Local Wind Law Options

April 9, 2014

(WISE ENERGY) – One of the most frequent requests received at Alliance for Wise Energy Decisions (AWED), is for help in writing a local industrial wind energy ordinance. (We’d appreciate your feedback if you have anything to contribute to this issue.)

By John Droz, jr. physicist & environmental advocate

An underlying assumption of our recommendations, is that the majority of the local legislators are genuinely focused on what is in the best interest of: neighbors to such a project, community businesses, and the local environment. [Read this about how easy it is for legislators to get off track.]

untitled (3)In the unfortunate case where representatives have been co-opted, the basic choices are: 1) if they are open-minded, educate them back to reality,  2) replace them with citizen-oriented people, or 3) sue them to act responsibly [a federal section 1983 lawsuit is the most powerful option available].

Even when the community has conscientious representatives, an industrial Wind Energy Facility (WEF) is a unique, highly technical matter that local legislators rarely have expertise with. That’s the reason the WiseEnergy.org website was created: to educate citizens and their representatives on industrial wind energy.

After you have educated, citizen-oriented legislators, what are your ordinance options? There are two primary ways you can go with industrial wind energy: 1) regulate it, or 2) prohibit it.

THERE ARE SOME INTERESTING OPTIONS HERE, SO LET’S LOOK AT THESE CLOSER..

Regulate Wind Energy — In North Carolina we have taken this route — and it has proven to be very successful. The KEY premise behind this choice is that regulations are not about excluding wind energy, but rather to provide reasonable protections to citizens, existing businesses and the local environment. I can not emphasize the importance of that perspective too strongly!

What protections are reasonable? There are literally dozens of complications from wind energy development, so we have condensed them down to the five most important concerns that need to be properly addressed by a local ordinance: 1) Property Value Guarantee, 2) Property Line Setbacks, 3) Noise Limits, 4) Environmental Tests, and 5) Decommissioning.

In each of these areas, the conditions should be written based on: a) scientific evidence, and b) legal precedent. See this discussion for more specifics about each of the five key regulated matters.

Since wind energy is a relatively new legal matter, there may not be a lot in the way of case law. In that situation, our advice is to extract what relevant material there is (maybe from other seemingly unrelated areas), and then to forge ahead writing a law that provides protections that are in the best interest of the community.

There are many communities throughout the US that have written good wind regulations (e.g.Sumner (Maine)Eddington (Maine), Sweetwater (Wyoming),  Trempealeau County (Wisconsin),Madison (Idaho), and Jackson (Maine)).  In our view the absolute best example of a regulatory local wind ordinance is Carteret County (NC), closely followed by the Town of Newport (NC). Let me know any questions on either of these.

Prohibit Wind Energy: Option 1 — One of my other activities has been to assist my NY town in fighting off a proposed major commercial water extraction business. Over the last ten years the history of this is a very long story — but so far we have been successful. Right now the town is reviewing its options for an ordinance, and we have been ably assisted by some very competent attorneys.

Record extracts:
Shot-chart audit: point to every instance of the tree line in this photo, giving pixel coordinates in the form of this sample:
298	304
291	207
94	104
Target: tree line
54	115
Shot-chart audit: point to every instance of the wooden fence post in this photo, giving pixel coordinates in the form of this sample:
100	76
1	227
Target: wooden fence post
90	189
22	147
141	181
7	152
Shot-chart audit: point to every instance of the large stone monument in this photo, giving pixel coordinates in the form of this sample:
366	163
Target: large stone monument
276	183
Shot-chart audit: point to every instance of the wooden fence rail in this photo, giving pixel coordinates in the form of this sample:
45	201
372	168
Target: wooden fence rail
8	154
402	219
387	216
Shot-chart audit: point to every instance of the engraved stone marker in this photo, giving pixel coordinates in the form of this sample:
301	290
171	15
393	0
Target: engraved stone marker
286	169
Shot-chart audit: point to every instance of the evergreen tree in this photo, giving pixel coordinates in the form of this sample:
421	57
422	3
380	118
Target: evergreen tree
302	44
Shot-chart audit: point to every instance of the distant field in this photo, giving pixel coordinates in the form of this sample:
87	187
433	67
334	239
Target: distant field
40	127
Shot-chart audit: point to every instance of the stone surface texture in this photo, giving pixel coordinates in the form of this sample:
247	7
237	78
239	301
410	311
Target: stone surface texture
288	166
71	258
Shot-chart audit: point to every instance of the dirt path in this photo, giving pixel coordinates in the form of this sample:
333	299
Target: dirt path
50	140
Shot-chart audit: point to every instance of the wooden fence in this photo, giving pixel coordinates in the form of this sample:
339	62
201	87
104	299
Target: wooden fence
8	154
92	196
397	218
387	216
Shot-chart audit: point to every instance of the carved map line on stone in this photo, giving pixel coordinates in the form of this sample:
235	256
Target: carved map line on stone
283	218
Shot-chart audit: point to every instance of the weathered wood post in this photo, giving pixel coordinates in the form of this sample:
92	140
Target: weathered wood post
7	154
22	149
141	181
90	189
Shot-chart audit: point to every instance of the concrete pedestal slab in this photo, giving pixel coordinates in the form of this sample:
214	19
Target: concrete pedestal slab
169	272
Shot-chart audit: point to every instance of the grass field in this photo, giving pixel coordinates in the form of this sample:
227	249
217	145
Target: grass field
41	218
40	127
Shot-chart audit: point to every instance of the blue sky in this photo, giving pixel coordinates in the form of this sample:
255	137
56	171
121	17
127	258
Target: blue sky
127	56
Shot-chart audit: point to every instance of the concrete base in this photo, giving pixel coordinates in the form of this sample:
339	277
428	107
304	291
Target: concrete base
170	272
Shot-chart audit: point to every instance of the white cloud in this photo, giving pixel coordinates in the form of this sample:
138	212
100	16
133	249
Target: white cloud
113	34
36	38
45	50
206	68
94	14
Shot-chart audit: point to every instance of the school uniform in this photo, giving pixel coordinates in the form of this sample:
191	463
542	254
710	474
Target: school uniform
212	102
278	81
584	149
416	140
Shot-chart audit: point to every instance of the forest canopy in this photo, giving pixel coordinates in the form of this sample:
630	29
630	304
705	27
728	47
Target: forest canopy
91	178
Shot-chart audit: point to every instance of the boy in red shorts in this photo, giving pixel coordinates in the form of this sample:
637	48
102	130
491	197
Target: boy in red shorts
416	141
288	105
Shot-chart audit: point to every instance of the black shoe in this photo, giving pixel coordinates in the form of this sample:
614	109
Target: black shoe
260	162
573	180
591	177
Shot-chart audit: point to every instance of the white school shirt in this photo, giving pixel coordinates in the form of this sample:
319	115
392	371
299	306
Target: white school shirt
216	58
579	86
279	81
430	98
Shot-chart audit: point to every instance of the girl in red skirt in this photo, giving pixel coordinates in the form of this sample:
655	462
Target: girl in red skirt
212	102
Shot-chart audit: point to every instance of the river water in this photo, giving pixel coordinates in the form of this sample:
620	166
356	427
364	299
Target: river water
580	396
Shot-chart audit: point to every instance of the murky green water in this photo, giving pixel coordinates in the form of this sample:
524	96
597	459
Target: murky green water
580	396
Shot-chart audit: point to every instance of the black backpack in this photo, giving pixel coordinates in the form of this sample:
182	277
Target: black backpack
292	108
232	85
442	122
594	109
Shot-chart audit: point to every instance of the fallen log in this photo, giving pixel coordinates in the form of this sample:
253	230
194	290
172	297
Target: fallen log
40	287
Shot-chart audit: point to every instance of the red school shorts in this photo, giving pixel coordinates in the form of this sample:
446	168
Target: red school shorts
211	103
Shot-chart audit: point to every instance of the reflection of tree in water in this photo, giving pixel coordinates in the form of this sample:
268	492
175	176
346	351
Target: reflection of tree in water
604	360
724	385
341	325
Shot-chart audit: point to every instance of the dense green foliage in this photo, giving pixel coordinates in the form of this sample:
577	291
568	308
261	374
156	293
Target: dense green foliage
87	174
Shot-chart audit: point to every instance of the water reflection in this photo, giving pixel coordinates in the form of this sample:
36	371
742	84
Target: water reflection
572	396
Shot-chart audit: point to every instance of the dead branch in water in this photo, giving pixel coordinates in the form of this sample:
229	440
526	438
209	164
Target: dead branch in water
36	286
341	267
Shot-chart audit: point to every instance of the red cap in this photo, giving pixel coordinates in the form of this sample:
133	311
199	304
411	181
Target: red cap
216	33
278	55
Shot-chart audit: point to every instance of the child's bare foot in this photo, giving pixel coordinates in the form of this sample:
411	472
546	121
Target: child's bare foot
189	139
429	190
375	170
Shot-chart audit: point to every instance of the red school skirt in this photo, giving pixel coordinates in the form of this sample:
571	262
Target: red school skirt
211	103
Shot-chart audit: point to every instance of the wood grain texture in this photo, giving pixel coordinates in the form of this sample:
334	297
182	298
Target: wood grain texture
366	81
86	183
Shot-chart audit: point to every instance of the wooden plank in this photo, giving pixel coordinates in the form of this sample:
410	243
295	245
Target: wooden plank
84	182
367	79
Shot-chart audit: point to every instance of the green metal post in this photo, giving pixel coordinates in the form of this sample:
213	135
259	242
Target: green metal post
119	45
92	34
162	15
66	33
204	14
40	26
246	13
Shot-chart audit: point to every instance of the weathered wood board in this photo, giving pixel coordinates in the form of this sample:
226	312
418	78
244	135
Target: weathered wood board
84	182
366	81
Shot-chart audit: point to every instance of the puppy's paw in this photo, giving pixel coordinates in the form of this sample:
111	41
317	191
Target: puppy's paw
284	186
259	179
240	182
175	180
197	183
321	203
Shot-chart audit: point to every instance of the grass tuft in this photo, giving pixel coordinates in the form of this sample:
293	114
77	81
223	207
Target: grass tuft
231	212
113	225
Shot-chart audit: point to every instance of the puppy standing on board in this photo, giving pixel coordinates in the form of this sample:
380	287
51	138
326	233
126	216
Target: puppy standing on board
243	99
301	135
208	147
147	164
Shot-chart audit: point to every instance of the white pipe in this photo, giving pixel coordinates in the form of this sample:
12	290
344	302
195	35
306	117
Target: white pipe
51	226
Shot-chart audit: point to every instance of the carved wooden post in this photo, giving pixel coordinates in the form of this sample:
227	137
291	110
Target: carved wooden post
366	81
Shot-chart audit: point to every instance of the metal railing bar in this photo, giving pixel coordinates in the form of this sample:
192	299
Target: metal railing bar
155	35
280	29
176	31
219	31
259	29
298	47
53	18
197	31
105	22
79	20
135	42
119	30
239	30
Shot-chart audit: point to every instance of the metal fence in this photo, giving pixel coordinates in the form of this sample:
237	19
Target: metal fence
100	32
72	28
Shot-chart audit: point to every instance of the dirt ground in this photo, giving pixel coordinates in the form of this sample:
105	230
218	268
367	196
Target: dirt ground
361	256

Task 1:
Answer these from the article on local wind law options:
(a) What five concerns does it say a local ordinance must address?
(b) Which county does it call the absolute best example of a regulatory local wind ordinance?
(c) What type of lawsuit does it call the most powerful option available?
Task 2: Write the next part of the article on local wind law options, starting after its last sentence.

Expected output 1:
(a) Property Value Guarantee, Property Line Setbacks, Noise Limits, Environmental Tests, and Decommissioning.
(b) Carteret County (NC).
(c) A federal section 1983 lawsuit.

Expected output 2:
One proposal put forward is an outright prohibition of commercial water extraction. Briefly, the recommended strategy is not to single out that one activity, but rather to include it with a smorgasbord of other “objectionable” business ventures — that are defined as “prohibited uses.”  In doing some research on the origins of this measure, it seems that it came about because a NY town wanted to prohibit fracking. What they came up with is no small matter, and has even gotten the attention of the NY Times.

When I first saw this draft ordinance, I immediately thought that wind energy could easily be inserted as one of the several prohibited items. I’ve taken the liberty to tweak the words a bit to demonstrate how wind energy could be incorporated, and am sharing that with you. For NYS people I can put you in touch with the competent attorney responsible for the original document.

Prohibit Wind Energy: Option 2 — Under the category of “There’s more than one way to skin a cat” you should be aware of an organization called Community Environmental Defense Legal Fund (CELDF). They go about addressing these types of situations (industrial wind energy) in a completely different way.

My layperson’s translation is that they feel that corporations (e.g. wind developers) have usurped rights that they are not Constitutionally entitled to. Their strategy is to have community meetings to educate citizens about that, and then assist them in writing a law to protect their inherent interests.

Several communities have passed laws prohibiting industrial wind energy (among other things). Here is a sample story about the Town of Grafton (NH) and the accompanying CELDF press release.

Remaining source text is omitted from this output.